▸ The problem
Put the lines into a Markdown table with the columns "Row" and "Text", numbering each row and leaving out blank lines. Include only the lines from the one that contains "trace: bird's foot" through the one that contains "M165 2L146 4L152", both ends included, and omit the pictures from the answer.

▸ Raw records
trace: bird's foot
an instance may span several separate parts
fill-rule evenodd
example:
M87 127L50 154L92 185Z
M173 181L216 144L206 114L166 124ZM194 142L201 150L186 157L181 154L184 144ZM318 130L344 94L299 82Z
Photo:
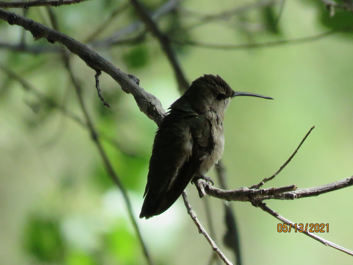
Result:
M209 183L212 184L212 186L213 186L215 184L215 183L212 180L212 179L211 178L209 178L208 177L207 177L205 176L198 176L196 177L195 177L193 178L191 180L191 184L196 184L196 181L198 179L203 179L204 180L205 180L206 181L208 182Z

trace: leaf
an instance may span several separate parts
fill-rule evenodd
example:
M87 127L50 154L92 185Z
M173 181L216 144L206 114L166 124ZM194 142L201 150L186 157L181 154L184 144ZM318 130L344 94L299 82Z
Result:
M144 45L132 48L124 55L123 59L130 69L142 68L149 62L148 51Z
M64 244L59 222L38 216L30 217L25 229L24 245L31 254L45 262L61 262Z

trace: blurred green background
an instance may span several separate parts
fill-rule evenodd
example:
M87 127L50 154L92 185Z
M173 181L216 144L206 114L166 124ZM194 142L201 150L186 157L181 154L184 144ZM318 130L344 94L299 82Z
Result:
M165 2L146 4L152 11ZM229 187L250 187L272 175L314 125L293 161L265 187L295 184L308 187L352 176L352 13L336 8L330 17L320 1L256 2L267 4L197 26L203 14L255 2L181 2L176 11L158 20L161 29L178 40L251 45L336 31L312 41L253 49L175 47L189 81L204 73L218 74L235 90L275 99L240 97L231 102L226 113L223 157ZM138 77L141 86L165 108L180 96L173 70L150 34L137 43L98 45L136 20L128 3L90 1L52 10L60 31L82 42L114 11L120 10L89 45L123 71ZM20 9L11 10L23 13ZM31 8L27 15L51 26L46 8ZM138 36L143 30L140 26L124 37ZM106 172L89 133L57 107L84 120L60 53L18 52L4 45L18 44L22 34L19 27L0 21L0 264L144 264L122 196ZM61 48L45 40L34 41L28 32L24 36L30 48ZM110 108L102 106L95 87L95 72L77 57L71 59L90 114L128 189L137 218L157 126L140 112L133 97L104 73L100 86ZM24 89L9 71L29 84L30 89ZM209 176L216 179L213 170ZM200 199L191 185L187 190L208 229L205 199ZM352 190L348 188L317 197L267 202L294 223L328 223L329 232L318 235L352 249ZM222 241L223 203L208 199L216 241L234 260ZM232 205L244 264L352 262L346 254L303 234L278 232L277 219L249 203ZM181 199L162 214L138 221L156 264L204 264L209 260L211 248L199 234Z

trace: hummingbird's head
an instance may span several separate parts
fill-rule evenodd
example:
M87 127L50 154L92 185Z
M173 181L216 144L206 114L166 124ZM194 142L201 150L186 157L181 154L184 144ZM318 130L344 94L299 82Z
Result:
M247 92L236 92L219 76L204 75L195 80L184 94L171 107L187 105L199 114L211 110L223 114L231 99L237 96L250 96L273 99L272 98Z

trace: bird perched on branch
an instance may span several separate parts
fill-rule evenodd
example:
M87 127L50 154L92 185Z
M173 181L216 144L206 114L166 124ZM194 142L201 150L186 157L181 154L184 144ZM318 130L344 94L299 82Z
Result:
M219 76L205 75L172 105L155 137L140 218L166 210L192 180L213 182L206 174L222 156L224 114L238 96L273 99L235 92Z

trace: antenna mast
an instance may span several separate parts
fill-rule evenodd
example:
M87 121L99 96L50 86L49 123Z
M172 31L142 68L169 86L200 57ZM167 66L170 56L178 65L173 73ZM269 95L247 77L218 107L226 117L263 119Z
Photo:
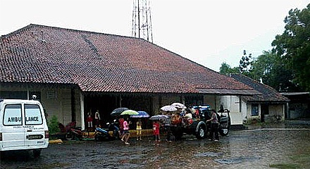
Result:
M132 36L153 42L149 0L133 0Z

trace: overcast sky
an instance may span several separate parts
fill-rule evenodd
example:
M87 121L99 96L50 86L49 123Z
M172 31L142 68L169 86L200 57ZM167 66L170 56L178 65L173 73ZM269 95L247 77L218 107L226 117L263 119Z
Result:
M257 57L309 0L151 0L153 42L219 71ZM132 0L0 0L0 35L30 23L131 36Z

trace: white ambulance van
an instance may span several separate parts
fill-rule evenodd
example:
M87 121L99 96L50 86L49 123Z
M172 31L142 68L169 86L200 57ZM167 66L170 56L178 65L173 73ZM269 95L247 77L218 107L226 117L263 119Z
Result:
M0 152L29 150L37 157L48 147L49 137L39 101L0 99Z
--
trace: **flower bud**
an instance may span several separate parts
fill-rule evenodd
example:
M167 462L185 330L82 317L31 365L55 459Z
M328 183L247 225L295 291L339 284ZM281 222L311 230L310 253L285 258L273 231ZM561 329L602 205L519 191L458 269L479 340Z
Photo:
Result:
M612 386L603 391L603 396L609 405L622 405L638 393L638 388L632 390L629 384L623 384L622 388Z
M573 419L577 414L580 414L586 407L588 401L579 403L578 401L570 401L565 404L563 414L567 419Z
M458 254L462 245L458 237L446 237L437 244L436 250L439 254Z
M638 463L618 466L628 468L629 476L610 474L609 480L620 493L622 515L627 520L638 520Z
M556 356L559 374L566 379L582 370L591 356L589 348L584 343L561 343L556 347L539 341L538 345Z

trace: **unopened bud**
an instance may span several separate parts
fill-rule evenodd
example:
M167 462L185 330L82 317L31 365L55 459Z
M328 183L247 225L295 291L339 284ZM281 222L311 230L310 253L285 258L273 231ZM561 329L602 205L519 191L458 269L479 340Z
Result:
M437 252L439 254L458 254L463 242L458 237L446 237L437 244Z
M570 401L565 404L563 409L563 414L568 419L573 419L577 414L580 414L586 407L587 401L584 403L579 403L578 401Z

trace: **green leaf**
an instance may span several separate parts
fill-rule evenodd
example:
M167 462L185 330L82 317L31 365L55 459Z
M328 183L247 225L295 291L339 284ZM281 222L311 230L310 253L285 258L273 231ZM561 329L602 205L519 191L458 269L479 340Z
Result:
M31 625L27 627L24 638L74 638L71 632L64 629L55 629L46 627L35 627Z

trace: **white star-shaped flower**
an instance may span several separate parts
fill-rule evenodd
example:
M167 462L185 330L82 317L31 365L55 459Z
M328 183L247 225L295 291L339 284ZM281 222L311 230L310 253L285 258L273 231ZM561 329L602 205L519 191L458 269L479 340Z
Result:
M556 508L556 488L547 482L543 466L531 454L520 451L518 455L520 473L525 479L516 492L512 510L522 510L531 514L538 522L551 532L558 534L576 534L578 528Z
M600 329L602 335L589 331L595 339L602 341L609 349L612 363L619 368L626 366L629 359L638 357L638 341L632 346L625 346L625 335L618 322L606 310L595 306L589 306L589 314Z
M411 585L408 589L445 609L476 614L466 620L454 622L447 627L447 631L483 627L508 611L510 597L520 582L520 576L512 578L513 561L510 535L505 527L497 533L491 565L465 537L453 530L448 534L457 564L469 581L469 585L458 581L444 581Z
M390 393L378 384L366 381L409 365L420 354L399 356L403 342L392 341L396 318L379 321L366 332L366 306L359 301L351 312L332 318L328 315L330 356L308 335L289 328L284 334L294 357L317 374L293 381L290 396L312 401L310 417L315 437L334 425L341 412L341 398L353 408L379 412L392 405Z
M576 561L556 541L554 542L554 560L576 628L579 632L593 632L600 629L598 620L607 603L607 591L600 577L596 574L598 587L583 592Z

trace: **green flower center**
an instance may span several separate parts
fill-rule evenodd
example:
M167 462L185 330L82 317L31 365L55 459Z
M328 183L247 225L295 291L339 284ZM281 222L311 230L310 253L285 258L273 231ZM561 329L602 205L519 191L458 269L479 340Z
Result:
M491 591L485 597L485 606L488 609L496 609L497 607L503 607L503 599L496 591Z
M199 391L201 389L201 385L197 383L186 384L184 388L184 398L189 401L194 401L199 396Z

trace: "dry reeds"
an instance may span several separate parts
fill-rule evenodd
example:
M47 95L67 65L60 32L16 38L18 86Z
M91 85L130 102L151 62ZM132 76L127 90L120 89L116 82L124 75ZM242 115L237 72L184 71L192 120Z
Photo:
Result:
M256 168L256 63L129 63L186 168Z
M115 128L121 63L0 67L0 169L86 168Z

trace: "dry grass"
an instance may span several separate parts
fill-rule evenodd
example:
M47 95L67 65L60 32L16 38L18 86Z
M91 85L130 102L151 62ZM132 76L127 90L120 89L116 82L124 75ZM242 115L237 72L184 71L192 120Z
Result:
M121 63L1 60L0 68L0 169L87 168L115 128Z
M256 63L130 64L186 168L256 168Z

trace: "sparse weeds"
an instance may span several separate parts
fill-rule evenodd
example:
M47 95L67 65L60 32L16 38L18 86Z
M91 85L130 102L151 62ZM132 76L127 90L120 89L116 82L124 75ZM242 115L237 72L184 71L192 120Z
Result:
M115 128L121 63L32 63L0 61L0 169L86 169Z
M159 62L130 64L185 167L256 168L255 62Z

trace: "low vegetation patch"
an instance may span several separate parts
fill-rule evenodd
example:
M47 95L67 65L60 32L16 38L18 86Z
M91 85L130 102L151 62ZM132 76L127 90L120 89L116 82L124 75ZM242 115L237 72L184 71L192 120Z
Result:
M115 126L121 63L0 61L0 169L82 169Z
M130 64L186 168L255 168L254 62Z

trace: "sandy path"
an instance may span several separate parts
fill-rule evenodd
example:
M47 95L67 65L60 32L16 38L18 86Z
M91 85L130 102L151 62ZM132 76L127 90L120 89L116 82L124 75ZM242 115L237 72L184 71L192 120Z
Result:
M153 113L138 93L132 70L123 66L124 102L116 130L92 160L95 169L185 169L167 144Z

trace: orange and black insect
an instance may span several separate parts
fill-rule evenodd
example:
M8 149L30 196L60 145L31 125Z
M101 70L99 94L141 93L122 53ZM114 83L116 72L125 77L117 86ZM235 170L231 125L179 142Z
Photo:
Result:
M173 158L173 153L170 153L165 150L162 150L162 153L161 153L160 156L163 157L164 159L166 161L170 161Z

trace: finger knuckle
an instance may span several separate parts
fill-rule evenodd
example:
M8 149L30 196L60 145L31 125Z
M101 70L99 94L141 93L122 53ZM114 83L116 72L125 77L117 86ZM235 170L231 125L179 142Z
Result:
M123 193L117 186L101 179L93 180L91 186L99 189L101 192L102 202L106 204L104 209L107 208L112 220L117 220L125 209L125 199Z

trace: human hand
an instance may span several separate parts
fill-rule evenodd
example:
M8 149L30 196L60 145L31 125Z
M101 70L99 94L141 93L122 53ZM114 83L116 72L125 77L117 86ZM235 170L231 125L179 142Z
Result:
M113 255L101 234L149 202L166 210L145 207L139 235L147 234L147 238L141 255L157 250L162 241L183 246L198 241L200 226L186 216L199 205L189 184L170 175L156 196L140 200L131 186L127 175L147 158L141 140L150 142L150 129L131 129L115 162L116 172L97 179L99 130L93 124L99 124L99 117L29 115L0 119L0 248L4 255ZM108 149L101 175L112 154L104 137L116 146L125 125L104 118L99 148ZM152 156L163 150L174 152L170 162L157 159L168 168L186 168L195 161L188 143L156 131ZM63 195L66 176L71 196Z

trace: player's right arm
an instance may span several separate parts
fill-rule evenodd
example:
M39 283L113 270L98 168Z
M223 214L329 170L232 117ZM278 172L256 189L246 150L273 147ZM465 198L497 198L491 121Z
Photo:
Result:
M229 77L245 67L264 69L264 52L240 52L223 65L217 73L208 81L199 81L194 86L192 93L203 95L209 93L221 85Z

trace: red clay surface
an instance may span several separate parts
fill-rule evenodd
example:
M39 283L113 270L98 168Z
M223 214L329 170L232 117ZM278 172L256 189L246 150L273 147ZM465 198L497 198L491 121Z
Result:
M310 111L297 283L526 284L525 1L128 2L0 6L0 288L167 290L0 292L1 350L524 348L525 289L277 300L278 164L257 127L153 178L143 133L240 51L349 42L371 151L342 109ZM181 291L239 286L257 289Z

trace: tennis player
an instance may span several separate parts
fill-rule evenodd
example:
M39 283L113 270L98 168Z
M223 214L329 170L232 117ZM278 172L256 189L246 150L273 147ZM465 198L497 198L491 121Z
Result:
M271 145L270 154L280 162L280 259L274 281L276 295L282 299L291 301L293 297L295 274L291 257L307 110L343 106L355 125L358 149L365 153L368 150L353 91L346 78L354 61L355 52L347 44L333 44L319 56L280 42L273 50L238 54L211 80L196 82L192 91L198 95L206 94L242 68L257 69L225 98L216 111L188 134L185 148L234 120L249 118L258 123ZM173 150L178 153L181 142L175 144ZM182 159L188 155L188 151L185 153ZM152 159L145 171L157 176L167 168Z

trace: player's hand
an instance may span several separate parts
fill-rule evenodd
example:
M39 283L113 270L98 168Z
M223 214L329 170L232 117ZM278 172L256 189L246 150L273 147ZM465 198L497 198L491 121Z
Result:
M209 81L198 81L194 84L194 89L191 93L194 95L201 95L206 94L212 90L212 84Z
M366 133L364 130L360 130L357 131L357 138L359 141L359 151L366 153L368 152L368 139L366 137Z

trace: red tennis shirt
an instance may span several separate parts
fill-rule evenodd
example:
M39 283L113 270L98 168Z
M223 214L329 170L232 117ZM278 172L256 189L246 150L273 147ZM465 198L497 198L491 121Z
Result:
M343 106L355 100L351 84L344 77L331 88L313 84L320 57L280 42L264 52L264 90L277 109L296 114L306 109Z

▸ Worked solution
| Row | Text |
|---|---|
| 1 | trace: bird's foot |
| 2 | an instance may span several separate parts |
| 3 | fill-rule evenodd |
| 4 | example: |
| 5 | M87 127L50 154L92 185Z |
| 6 | M173 181L216 144L206 114L166 124ZM194 142L201 150L186 157L181 154L184 144ZM318 130L344 94L299 82Z |
| 7 | Photo: |
| 8 | Result: |
| 9 | M209 183L212 184L212 186L213 186L215 184L215 183L212 180L212 179L211 178L209 178L208 177L207 177L205 176L198 176L196 177L195 177L193 178L191 180L191 184L196 184L196 181L198 179L203 179L204 180L205 180L206 181L208 182Z |
| 10 | trace: leaf |
| 11 | an instance may span several separate parts |
| 12 | fill-rule evenodd |
| 13 | example: |
| 14 | M87 127L50 154L92 185Z |
| 15 | M173 181L216 144L206 114L166 124ZM194 142L201 150L186 157L181 154L184 144ZM318 130L344 94L299 82Z |
| 16 | Result: |
| 17 | M144 45L132 48L124 55L123 59L130 69L142 68L149 62L148 51Z |
| 18 | M64 244L59 222L38 216L30 217L25 229L24 245L31 254L45 262L61 262Z |
| 19 | trace: blurred green background |
| 20 | an instance may span several separate parts |
| 21 | fill-rule evenodd |
| 22 | example: |
| 23 | M87 127L50 154L92 185Z |
| 24 | M173 181L216 144L206 114L166 124ZM194 142L201 150L186 157L181 154L184 144ZM318 130L344 94L299 82Z |
| 25 | Result: |
| 26 | M165 2L146 4L152 11ZM229 187L250 187L272 175L314 125L293 161L265 187L295 184L308 187L352 176L352 13L336 8L330 17L320 1L256 2L267 4L197 26L203 14L255 2L181 2L176 11L158 20L161 29L178 40L251 45L336 31L312 41L253 49L175 47L189 81L204 73L218 74L235 90L275 99L240 97L231 102L226 113L223 157ZM138 77L141 86L165 108L180 96L173 70L150 34L137 43L98 45L136 20L128 3L90 1L52 10L60 31L82 42L114 11L120 10L89 45L123 71ZM20 9L11 10L23 13ZM31 8L27 15L51 26L46 8ZM138 36L143 30L140 26L124 37ZM106 172L89 133L57 107L84 120L60 53L18 52L4 45L18 44L22 34L19 27L0 21L0 264L144 264L122 196ZM61 48L45 40L34 41L28 32L24 36L30 48ZM110 108L102 106L95 87L95 72L77 57L71 59L90 114L128 189L137 218L157 126L140 112L133 97L104 73L100 86ZM24 89L9 71L29 84L30 89ZM209 176L216 179L213 170ZM200 199L191 185L187 190L208 229L205 199ZM352 190L348 188L317 197L267 202L294 223L328 223L329 232L318 235L352 249ZM222 241L223 203L208 199L216 241L234 260ZM232 205L244 264L352 262L346 254L303 234L278 232L277 219L249 203ZM181 199L162 214L138 221L156 264L204 264L209 260L211 248L199 234Z |